Records from a data collection:

══════

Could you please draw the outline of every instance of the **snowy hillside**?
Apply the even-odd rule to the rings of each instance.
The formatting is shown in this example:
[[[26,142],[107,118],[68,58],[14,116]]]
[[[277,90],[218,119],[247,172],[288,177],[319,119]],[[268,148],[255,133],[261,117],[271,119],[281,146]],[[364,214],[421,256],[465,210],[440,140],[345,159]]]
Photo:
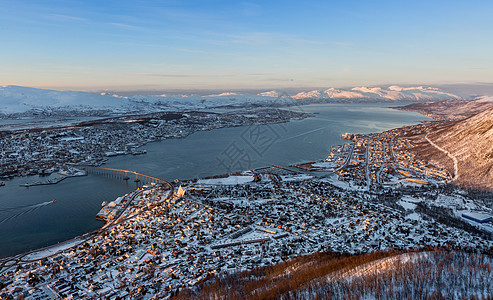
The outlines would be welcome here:
[[[208,96],[151,96],[123,97],[109,93],[55,91],[21,86],[0,86],[0,116],[8,115],[76,115],[84,113],[111,114],[131,112],[155,112],[201,110],[218,107],[282,107],[315,102],[331,102],[332,99],[365,102],[381,101],[438,101],[462,99],[461,96],[431,87],[402,88],[391,86],[356,87],[353,89],[330,88],[324,91],[299,92],[286,95],[279,91],[259,94],[223,92]]]
[[[0,87],[0,113],[30,110],[121,110],[128,101],[110,95],[86,92],[54,91],[21,86]]]
[[[293,96],[295,99],[371,99],[384,101],[438,101],[447,99],[462,99],[460,95],[448,93],[432,87],[354,87],[352,89],[313,90],[300,92]]]

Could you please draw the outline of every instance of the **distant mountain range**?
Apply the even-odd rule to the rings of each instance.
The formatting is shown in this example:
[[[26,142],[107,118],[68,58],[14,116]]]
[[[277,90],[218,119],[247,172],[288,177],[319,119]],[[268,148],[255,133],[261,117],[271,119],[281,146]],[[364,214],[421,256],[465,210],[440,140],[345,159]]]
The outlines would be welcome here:
[[[465,97],[432,87],[355,87],[302,91],[288,95],[279,91],[259,94],[223,92],[216,95],[137,95],[55,91],[21,86],[0,86],[0,115],[50,116],[63,114],[107,115],[111,113],[184,111],[220,107],[282,107],[321,102],[386,102],[462,100]]]

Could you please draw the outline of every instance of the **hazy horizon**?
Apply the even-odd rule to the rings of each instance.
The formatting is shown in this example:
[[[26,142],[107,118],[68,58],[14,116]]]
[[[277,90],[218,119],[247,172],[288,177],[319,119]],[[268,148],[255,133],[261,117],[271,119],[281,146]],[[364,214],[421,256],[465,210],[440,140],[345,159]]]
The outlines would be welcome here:
[[[3,1],[0,84],[71,90],[477,84],[481,1]]]

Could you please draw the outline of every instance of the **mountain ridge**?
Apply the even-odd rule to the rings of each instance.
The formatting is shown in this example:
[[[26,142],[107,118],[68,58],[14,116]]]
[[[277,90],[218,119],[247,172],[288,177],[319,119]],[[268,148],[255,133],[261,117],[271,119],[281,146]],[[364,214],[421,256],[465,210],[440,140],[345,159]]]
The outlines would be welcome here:
[[[280,91],[258,94],[222,92],[200,95],[135,95],[121,96],[115,93],[90,93],[80,91],[57,91],[23,86],[0,86],[0,115],[25,114],[77,114],[131,113],[156,110],[185,111],[213,109],[220,107],[283,107],[323,102],[396,102],[396,101],[439,101],[444,99],[462,100],[464,96],[448,93],[432,87],[402,88],[390,86],[355,87],[352,89],[329,88],[298,92],[289,95]]]

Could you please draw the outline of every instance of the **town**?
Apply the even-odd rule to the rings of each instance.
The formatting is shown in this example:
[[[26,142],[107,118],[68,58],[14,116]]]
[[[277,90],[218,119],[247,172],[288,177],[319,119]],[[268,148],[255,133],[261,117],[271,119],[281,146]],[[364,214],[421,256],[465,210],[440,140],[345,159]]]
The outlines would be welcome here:
[[[301,116],[257,112],[254,120],[292,117]],[[63,148],[66,155],[75,155],[71,163],[86,163],[79,167],[82,172],[118,172],[128,179],[124,174],[131,171],[98,167],[102,157],[137,151],[131,146],[156,137],[241,125],[252,116],[222,115],[205,125],[190,122],[194,118],[208,120],[211,115],[112,119],[90,127],[22,133],[30,147],[39,143],[29,154],[15,144],[19,136],[13,134],[9,141],[18,155],[5,157],[21,157],[27,166],[26,158],[53,157],[47,153]],[[175,126],[166,127],[170,122]],[[103,133],[98,127],[113,129]],[[128,138],[119,127],[126,128]],[[320,251],[445,247],[491,253],[489,200],[450,185],[450,171],[412,152],[413,136],[427,128],[418,124],[380,134],[346,133],[348,143],[331,146],[326,159],[291,167],[273,165],[173,183],[149,177],[153,180],[141,182],[136,191],[103,203],[97,217],[106,225],[99,230],[0,260],[0,297],[166,298],[214,276]],[[106,139],[120,142],[108,141],[98,156],[81,161],[85,151],[94,151]],[[55,141],[63,141],[63,147],[50,147]],[[58,156],[60,164],[66,163],[66,155]]]
[[[107,157],[145,154],[153,141],[222,127],[287,122],[300,112],[256,109],[226,113],[153,113],[91,121],[75,126],[0,132],[0,179],[50,175],[78,165],[99,166]]]
[[[355,144],[363,138],[377,144],[376,137],[359,136]],[[358,156],[355,147],[333,149]],[[383,152],[383,147],[372,149]],[[377,161],[378,155],[371,156]],[[399,182],[410,186],[391,184],[387,193],[361,188],[374,177],[358,175],[357,168],[349,168],[360,171],[348,176],[348,168],[329,161],[335,157],[327,158],[338,170],[331,175],[272,166],[173,186],[144,185],[103,207],[115,213],[99,231],[2,260],[0,297],[169,297],[214,276],[318,251],[425,246],[491,251],[491,217],[486,222],[474,218],[475,211],[489,212],[484,203],[460,190],[418,187],[399,172],[394,172],[401,174]],[[336,160],[352,164],[352,159]],[[447,223],[432,213],[437,205],[452,211],[454,201],[456,211],[467,210],[470,218],[452,215]]]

══════

THE EXERCISE: Could you transcribe all of the material above line for line, without changing anything and leaving out the pictures?

OUTPUT FOR THIS EXERCISE:
Could you please draw the outline of every instance of the **snowy hillside**?
Apply the even-odd rule to the rings of each instance.
The formatting is shown in this example:
[[[26,142],[107,118],[68,58],[14,116]]]
[[[277,90],[218,119],[247,172],[288,177],[319,119]],[[268,148],[255,133],[261,117],[271,119],[281,146]],[[364,214],[421,256],[465,210],[440,140],[345,159]]]
Photo:
The outlines would be welcome here:
[[[208,96],[151,96],[123,97],[109,93],[55,91],[21,86],[0,86],[0,116],[8,115],[76,115],[84,113],[111,114],[131,112],[155,112],[201,110],[218,107],[282,107],[315,102],[331,102],[332,99],[365,102],[381,101],[438,101],[462,99],[461,96],[431,87],[402,88],[391,86],[356,87],[353,89],[330,88],[324,91],[299,92],[286,95],[279,91],[259,94],[223,92]]]
[[[0,87],[0,113],[30,110],[121,110],[128,101],[110,95],[86,92],[54,91],[21,86]]]
[[[293,96],[295,99],[371,99],[384,101],[438,101],[447,99],[462,99],[460,95],[448,93],[432,87],[354,87],[352,89],[313,90],[300,92]]]

Could you please draw the outline of every instance of the **distant mountain range**?
Apply the even-odd rule to the rings of each instance.
The formatting is shown in this example:
[[[26,142],[107,118],[68,58],[14,116]]]
[[[277,90],[218,119],[247,172],[288,177],[319,119]],[[268,148],[255,133],[261,117],[271,119],[281,146]],[[364,214],[421,256],[465,210],[440,140],[345,159]]]
The outlines would be welcome here:
[[[465,97],[432,87],[355,87],[302,91],[288,95],[279,91],[259,94],[223,92],[216,95],[137,95],[55,91],[21,86],[0,86],[0,115],[50,116],[63,114],[107,115],[111,113],[184,111],[220,107],[282,107],[321,102],[386,102],[462,100]]]

Could you please draw the outline of every instance of the **hazy horizon**?
Apply the even-odd rule to the rings of each instance.
The formatting is shown in this example:
[[[26,142],[107,118],[68,58],[14,116]]]
[[[277,90],[218,119],[247,172],[288,177],[319,119]],[[268,148],[255,133],[261,117],[271,119],[281,146]],[[364,214],[421,256],[465,210],[440,140],[345,159]]]
The outlines would be welcome here:
[[[3,1],[0,84],[71,90],[477,84],[481,1]]]

Could you please draw the outline of every instance of the **mountain ridge**?
Apply the even-odd rule to the rings of each instance.
The formatting is shown in this example:
[[[26,142],[107,118],[68,58],[14,116]]]
[[[277,90],[218,119],[247,172],[288,177],[319,119]],[[268,148],[255,133],[261,117],[271,119],[281,146]],[[364,214],[421,256],[465,210],[440,140],[345,159]]]
The outlines would be welcome here:
[[[280,91],[258,94],[222,92],[200,95],[135,95],[121,96],[115,93],[90,93],[80,91],[57,91],[23,86],[0,86],[0,115],[25,114],[77,114],[131,113],[156,110],[185,111],[213,109],[220,107],[283,107],[323,102],[396,102],[396,101],[439,101],[444,99],[462,100],[464,96],[448,93],[432,87],[402,88],[390,86],[355,87],[352,89],[329,88],[298,92],[289,95]]]

Could you please draw the outline of every instance of the **town**?
Apply the even-odd rule to the rings of each instance.
The formatting is shown in this example:
[[[26,142],[107,118],[68,58],[14,116]]]
[[[277,90],[218,119],[247,172],[288,177],[319,119]],[[268,148],[255,133],[261,117],[271,119],[281,146]],[[364,214],[421,256],[465,210],[440,140],[345,159]]]
The outlines would be welcome here:
[[[301,116],[257,112],[254,120],[292,117]],[[63,148],[66,155],[75,155],[71,163],[86,163],[79,167],[82,172],[118,172],[128,179],[124,174],[131,171],[98,167],[102,157],[137,151],[131,146],[156,137],[241,125],[252,116],[222,115],[205,125],[190,122],[194,118],[208,120],[211,115],[112,119],[90,127],[22,133],[30,147],[39,143],[29,154],[15,144],[19,136],[13,134],[9,141],[18,155],[5,157],[21,157],[27,166],[26,158],[53,157],[47,153]],[[175,126],[166,127],[170,122]],[[103,133],[98,127],[113,129]],[[128,138],[119,127],[126,128]],[[320,251],[445,247],[491,253],[489,200],[450,185],[450,171],[412,152],[413,136],[427,128],[418,124],[380,134],[346,133],[348,143],[331,146],[326,159],[291,167],[273,165],[173,183],[149,177],[153,180],[141,182],[136,191],[103,203],[97,217],[106,225],[99,230],[0,260],[0,297],[166,298],[214,276]],[[106,139],[120,142],[108,141],[98,156],[81,161],[85,151],[94,151]],[[55,141],[63,141],[63,147],[50,147]],[[58,156],[60,164],[66,163],[66,155]]]
[[[107,157],[145,154],[153,141],[222,127],[287,122],[300,112],[256,109],[226,113],[153,113],[91,121],[75,126],[0,132],[0,179],[50,175],[78,165],[99,166]]]
[[[355,144],[363,138],[377,144],[376,137],[359,136]],[[358,156],[355,147],[333,149]],[[383,152],[383,147],[372,149]],[[377,161],[378,155],[371,156]],[[399,182],[410,186],[391,184],[387,193],[361,188],[374,177],[358,175],[357,168],[349,168],[360,171],[348,176],[348,168],[329,161],[335,157],[327,158],[338,170],[331,175],[272,166],[173,186],[144,185],[103,207],[115,213],[99,231],[2,260],[0,297],[169,297],[214,276],[318,251],[425,246],[491,251],[491,217],[486,222],[474,218],[475,211],[489,212],[484,203],[460,190],[418,187],[399,172],[394,172],[401,174]],[[336,160],[352,164],[352,159]],[[447,223],[432,213],[437,205],[452,211],[454,201],[456,211],[467,210],[470,218],[452,215]]]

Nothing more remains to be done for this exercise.